## Records for this exercise
BEGIN

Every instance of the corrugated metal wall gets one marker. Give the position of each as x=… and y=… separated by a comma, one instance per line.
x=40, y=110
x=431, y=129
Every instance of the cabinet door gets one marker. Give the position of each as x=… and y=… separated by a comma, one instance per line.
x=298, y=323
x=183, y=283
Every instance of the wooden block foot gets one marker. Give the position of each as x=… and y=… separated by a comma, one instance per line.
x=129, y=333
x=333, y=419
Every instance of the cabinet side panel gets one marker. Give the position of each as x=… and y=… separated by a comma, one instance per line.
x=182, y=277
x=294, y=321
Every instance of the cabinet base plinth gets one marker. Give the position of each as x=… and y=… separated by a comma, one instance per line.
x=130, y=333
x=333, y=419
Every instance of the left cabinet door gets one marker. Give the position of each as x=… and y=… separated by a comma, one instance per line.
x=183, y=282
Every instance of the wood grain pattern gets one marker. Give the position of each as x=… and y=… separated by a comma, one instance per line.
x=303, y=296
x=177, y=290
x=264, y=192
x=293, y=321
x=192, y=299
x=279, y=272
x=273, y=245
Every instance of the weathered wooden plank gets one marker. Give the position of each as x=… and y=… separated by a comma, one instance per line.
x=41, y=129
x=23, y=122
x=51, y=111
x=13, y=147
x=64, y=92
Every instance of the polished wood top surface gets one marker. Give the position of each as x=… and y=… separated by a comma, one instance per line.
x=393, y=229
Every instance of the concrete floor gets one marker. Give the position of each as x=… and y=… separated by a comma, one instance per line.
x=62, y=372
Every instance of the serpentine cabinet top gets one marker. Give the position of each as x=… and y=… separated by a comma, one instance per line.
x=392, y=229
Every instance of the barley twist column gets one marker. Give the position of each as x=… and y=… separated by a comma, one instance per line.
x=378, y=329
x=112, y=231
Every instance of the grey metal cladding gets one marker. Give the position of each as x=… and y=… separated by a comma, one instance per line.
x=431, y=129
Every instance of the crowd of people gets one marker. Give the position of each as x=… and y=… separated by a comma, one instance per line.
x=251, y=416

END

## Exercise prompt
Each line, starting with the one containing "Every instance of the barley" and ending with the last line of the records above, should be reproduced exactly.

## Result
Every instance of the barley twist column gets one marker. Give the position of each as x=… and y=… separated by a comma, one instance per line.
x=378, y=329
x=112, y=231
Every instance of the grey metal cladding gets one marker. Give the position of each as x=… and y=… separated by a comma, one instance per line.
x=431, y=129
Every instance of the crowd of people gets one marker. Give the position of each as x=… and y=… separated by a comma, one instance per line.
x=251, y=416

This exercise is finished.